- The task -
Copy out the listing below word for word, leaving out any pictures.

- Extracted data -
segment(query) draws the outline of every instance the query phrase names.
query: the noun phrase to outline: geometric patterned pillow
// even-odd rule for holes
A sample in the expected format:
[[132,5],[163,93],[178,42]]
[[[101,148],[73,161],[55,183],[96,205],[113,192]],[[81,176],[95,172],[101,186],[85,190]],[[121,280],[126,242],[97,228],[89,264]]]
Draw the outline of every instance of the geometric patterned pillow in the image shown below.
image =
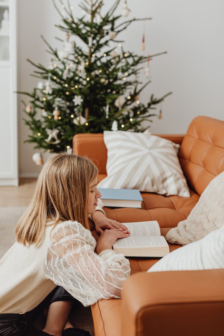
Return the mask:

- Exercise result -
segment(query) draws the outline of every instance the query phrase names.
query: the noun phrase to outline: geometric patterned pillow
// even-odd rule for holes
A sample in the expected format:
[[132,5],[163,93],[178,42]]
[[[101,148],[73,161],[55,183],[96,205],[113,192]],[[81,176],[95,172],[101,186],[85,190]],[[121,280],[126,242],[97,228],[89,264]]]
Draw the outline of every instance of the geometric patterned pillow in the image shown below.
image =
Return the mask:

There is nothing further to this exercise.